GOAL OF THE EXERCISE:
Repeat, exactly and alone, every line from the line that contains "ok i need to grab the ruined" to the end of the entries.

Entries taken from a collection:
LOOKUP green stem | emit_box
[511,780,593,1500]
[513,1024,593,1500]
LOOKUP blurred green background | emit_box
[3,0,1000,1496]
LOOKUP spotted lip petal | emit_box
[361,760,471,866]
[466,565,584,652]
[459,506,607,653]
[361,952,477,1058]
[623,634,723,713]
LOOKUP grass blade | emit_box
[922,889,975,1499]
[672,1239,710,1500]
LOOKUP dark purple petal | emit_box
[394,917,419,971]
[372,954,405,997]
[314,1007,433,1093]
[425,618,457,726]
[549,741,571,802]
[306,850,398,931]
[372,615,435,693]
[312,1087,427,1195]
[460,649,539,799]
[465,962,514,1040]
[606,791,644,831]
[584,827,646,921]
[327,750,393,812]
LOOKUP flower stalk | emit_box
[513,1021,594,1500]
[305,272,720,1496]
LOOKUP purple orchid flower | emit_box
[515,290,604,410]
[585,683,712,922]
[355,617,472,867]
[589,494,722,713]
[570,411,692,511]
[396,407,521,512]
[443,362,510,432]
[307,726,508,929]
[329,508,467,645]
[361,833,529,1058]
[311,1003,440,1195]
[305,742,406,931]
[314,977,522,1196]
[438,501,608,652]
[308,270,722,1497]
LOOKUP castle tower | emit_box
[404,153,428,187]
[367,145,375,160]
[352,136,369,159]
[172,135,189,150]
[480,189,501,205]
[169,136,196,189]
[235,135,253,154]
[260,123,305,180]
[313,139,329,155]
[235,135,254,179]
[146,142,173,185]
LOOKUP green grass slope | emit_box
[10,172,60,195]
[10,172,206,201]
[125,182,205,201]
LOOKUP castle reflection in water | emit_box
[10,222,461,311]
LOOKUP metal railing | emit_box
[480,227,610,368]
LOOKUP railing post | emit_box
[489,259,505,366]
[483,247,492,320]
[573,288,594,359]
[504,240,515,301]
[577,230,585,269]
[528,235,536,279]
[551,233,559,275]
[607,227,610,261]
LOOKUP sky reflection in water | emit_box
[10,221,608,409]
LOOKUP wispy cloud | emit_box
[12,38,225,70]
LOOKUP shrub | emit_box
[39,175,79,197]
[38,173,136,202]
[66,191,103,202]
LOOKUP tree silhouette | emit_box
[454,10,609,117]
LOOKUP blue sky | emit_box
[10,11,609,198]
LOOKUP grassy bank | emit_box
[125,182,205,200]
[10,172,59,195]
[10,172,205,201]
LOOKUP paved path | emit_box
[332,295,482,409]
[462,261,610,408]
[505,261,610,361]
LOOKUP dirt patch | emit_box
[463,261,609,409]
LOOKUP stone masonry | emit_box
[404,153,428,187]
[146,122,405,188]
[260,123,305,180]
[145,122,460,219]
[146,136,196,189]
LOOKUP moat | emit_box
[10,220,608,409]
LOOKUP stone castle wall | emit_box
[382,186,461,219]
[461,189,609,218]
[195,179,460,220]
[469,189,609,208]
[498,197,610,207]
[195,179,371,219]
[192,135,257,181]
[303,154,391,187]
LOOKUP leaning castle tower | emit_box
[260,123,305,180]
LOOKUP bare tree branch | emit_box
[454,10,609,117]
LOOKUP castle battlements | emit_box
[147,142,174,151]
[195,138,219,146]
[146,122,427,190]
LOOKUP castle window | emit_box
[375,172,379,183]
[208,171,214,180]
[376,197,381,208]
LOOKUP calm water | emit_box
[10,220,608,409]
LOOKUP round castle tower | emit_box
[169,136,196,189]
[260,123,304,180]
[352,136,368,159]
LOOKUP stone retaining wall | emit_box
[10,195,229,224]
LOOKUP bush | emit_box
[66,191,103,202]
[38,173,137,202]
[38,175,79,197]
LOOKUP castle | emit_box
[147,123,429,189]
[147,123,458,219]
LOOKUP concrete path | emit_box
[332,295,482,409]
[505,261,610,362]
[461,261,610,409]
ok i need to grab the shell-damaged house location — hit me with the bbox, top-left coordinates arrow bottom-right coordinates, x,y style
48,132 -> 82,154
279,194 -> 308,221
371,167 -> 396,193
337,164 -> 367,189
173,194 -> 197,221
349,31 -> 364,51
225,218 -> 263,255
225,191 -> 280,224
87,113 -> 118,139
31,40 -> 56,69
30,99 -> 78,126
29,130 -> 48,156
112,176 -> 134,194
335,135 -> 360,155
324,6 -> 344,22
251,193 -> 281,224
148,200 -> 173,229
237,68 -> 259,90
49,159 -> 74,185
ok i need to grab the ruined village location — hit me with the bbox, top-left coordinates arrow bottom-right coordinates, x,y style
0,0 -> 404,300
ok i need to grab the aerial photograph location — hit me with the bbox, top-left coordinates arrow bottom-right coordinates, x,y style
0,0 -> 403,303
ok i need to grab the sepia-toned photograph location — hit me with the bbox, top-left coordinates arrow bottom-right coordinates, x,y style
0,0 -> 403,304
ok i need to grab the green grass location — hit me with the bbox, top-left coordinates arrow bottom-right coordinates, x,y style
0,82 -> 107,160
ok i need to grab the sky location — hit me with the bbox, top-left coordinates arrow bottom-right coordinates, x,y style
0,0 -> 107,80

ANSWER SECTION:
ok i need to grab the ruined village location — hit me with the bbox, top-left coordinates arrow bottom-right coordinates, x,y style
0,0 -> 404,300
ok i need to grab the aerial photograph location — hit me with the bbox, top-left coordinates arrow bottom-right coordinates, x,y style
0,0 -> 403,303
ok i need to grab the sepia-toned photograph location — hit me with the bbox, top-left coordinates arrow bottom-right coordinates, x,y style
0,0 -> 403,304
ok i need to grab the green grass location — hit me with the bbox, top-left coordinates arrow bottom-right coordinates, x,y style
0,82 -> 107,160
ok i need to grab the sky location — hit me with the bbox, top-left coordinates arrow bottom-right coordinates, x,y style
0,0 -> 107,80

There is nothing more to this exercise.